Data records:
──────

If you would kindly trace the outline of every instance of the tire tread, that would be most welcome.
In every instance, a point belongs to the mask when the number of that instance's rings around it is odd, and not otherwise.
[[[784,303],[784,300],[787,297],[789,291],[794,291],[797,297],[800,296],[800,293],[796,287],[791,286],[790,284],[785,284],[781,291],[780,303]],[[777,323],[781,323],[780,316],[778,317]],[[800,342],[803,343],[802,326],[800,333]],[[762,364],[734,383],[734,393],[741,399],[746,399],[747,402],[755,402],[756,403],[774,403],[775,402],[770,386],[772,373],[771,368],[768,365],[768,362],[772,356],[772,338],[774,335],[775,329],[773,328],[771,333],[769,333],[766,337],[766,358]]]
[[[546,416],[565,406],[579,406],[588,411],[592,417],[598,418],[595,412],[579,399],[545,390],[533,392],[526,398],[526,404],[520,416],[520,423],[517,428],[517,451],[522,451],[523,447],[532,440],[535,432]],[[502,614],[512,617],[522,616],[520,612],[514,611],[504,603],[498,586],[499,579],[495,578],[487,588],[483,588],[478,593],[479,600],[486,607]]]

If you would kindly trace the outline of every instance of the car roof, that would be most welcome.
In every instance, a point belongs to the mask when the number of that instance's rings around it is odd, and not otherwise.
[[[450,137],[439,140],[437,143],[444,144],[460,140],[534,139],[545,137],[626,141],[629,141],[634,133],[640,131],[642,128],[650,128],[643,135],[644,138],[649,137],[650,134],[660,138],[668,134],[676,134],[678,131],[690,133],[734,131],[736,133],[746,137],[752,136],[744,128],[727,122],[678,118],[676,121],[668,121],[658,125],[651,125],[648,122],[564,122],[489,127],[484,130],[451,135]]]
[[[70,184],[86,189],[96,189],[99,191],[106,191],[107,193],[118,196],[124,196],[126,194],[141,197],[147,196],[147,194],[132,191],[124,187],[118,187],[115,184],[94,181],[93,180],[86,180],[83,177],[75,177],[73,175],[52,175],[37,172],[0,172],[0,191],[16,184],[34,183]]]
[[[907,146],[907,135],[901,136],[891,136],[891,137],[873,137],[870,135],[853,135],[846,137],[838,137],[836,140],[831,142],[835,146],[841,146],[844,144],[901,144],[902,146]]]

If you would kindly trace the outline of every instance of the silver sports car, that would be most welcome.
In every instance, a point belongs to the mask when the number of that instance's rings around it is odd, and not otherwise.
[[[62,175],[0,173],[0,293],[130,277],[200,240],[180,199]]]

──────

* [DO THIS]: Reproduce verbatim the lines of the items from the line containing "car, that would be most welcome." through the end of the items, including both the first and the last line.

* [TASK ANSWER]:
If you would kindly trace the outline of every instance of the silver sports car, that would be most welcome.
In every instance, a point belongs to the mask when the number of that instance's rings around it is odd, and not otherwise.
[[[62,175],[0,173],[0,293],[130,277],[200,240],[180,199]]]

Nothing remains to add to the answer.